═════ Input data

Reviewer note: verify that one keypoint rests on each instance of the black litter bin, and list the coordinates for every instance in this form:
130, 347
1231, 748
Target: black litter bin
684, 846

══════════

**Task to complete**
Line for line, the material above should be repeated exactly.

**Reply to the exercise**
Reviewer note: verify that one keypoint rests on each instance of the black litter bin, and list the coordinates for every instance in this form:
130, 347
1231, 748
Target: black litter bin
684, 846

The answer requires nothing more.